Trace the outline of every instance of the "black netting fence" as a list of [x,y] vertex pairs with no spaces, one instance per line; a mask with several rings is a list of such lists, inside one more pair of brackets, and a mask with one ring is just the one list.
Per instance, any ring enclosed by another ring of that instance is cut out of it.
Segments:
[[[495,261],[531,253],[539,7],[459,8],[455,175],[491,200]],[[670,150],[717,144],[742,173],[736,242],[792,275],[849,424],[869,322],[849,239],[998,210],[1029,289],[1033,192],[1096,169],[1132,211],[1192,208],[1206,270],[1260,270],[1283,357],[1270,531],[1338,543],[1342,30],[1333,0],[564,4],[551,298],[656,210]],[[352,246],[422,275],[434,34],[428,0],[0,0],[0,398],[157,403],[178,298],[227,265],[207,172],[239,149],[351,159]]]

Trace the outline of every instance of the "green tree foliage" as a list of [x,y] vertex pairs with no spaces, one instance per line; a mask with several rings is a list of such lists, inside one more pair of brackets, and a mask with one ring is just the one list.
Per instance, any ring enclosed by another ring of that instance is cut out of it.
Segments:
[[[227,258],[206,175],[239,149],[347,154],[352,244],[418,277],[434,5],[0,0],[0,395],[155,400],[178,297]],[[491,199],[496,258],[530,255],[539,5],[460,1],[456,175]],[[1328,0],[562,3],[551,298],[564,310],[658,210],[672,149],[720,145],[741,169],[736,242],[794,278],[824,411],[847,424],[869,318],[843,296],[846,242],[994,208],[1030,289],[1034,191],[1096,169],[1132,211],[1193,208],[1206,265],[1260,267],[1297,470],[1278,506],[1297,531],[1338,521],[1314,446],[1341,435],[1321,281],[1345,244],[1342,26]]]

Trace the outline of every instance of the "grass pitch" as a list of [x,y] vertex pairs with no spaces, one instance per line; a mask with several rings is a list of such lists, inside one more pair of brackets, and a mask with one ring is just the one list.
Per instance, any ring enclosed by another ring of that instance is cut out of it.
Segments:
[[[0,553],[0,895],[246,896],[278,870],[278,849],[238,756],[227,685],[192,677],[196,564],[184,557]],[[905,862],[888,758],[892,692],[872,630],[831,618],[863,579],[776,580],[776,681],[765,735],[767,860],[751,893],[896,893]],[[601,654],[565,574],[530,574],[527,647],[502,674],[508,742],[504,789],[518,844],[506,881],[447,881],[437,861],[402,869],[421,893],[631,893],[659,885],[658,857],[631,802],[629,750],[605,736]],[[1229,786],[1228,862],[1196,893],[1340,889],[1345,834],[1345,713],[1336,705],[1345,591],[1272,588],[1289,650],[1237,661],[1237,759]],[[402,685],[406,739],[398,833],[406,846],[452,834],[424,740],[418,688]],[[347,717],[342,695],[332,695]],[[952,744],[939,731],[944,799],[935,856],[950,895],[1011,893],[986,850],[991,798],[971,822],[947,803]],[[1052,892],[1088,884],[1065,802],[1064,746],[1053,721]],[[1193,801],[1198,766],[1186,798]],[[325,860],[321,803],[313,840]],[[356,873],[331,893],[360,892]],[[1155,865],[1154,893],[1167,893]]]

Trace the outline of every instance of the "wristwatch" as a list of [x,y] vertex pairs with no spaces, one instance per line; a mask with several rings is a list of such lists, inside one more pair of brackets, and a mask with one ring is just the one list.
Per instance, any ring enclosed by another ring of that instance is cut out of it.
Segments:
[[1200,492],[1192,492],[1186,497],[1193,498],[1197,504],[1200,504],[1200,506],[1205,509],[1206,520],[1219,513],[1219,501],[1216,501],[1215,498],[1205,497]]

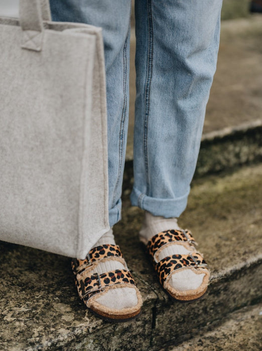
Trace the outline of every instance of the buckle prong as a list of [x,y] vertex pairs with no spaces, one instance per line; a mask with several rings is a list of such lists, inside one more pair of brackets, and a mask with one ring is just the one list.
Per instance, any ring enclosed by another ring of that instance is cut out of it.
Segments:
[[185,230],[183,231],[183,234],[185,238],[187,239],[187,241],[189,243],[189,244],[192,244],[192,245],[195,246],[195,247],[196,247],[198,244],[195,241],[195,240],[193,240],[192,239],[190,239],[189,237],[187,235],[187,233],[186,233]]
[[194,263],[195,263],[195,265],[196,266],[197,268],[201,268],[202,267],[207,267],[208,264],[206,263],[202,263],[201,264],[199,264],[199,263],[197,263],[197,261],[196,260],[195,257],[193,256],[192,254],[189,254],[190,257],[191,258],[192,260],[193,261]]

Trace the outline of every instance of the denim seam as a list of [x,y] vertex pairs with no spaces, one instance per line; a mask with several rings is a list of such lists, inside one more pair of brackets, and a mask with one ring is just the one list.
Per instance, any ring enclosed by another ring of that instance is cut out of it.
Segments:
==
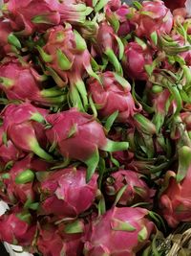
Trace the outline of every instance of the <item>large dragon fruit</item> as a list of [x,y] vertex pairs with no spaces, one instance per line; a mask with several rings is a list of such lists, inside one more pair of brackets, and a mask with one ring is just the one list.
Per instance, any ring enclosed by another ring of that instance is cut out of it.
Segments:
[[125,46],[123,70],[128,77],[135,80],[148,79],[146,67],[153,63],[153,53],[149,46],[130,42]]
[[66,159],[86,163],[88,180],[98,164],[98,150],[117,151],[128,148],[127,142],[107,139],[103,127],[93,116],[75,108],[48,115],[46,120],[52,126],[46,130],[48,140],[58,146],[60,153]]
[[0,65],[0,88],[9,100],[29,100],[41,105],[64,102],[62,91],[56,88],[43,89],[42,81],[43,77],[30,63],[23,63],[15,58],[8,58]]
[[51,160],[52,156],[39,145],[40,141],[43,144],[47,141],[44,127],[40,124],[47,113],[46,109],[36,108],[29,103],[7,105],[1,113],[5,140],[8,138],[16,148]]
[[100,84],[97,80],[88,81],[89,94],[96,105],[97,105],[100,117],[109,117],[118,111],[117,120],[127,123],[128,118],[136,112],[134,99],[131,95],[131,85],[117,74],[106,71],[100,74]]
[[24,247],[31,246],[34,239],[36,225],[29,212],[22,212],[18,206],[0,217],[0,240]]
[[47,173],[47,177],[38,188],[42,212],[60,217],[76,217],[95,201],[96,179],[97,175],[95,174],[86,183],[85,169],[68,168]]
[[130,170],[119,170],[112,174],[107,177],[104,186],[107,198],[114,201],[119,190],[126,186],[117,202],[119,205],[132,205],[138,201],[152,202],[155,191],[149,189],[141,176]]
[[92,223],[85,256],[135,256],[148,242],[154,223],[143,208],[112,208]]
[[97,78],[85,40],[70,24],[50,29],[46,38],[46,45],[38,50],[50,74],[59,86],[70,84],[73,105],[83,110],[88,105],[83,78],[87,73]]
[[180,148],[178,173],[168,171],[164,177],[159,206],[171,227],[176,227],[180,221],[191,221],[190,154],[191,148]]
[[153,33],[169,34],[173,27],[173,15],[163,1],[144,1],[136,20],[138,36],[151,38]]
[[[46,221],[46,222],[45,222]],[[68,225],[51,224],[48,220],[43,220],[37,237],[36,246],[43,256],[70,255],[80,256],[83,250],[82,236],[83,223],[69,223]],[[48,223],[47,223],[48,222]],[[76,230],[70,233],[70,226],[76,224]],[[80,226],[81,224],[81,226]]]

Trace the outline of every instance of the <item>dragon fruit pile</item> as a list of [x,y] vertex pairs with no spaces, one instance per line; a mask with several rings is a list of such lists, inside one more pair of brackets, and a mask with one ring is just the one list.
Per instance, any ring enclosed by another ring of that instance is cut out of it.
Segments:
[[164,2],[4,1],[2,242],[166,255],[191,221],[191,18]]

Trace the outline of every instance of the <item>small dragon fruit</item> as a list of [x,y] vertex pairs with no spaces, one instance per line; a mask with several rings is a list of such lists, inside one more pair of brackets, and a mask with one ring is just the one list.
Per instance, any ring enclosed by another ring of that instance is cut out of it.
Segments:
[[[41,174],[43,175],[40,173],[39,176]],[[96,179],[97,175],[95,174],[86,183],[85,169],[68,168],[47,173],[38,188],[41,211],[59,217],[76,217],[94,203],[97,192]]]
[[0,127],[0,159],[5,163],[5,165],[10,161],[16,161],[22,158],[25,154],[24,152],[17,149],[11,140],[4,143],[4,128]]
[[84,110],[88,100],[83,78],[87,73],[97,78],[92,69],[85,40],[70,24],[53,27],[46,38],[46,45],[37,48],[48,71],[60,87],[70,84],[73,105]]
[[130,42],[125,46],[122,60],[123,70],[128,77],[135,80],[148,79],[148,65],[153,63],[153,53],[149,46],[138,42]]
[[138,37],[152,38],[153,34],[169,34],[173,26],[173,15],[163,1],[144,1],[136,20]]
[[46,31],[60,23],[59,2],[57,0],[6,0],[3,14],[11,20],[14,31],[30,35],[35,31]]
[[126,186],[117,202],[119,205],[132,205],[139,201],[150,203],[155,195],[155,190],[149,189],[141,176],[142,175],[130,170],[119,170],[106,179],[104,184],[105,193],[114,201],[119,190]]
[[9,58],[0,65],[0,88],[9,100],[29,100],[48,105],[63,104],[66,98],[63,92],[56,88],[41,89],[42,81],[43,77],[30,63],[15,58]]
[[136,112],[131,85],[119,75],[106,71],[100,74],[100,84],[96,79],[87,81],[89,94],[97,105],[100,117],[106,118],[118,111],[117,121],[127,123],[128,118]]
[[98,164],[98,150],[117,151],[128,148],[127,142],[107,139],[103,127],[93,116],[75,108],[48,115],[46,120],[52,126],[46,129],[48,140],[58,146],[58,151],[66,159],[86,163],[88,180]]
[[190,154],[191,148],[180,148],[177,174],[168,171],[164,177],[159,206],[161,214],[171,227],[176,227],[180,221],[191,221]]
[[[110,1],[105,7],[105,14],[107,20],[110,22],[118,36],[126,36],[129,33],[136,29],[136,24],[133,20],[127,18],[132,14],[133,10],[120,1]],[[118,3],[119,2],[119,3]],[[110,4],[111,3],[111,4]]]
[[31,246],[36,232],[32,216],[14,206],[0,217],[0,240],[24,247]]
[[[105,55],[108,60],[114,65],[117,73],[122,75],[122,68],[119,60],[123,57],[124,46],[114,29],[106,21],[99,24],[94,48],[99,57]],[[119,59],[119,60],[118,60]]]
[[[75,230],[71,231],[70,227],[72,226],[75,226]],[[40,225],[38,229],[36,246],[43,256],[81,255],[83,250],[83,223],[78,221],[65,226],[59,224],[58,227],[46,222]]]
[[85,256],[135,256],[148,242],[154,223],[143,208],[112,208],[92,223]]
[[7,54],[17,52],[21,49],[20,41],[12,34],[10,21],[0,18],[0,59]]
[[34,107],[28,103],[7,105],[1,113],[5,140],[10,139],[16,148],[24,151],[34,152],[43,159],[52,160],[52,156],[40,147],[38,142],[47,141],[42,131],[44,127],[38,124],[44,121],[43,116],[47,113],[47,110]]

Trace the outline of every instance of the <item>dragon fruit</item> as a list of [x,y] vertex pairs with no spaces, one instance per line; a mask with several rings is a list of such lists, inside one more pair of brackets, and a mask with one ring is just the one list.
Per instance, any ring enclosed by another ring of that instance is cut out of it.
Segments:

**Written request**
Lay out the listing from the line containing "<item>dragon fruit pile</item>" up to and including the line containing "[[164,2],[4,1],[2,242],[166,255],[191,221],[191,18]]" as a Markdown table with the columns Row and Text. Put each line's number in Row and the line in Text, and leave out any blank lines.

**Final answer**
| Row | Text |
|---|---|
| 1 | Trace the outline of every instance of the <item>dragon fruit pile</item> as a list of [x,y] vertex pairs with no spaces, one instance per line; a mask with several rings is a list of such lists, inside one more pair of brackets, and a mask with one ring is just the one list. |
| 2 | Per instance, any ring enclosed by another ring of that instance is cut out of it. |
| 3 | Segments: |
| 4 | [[164,2],[4,1],[2,242],[166,255],[191,221],[191,18]] |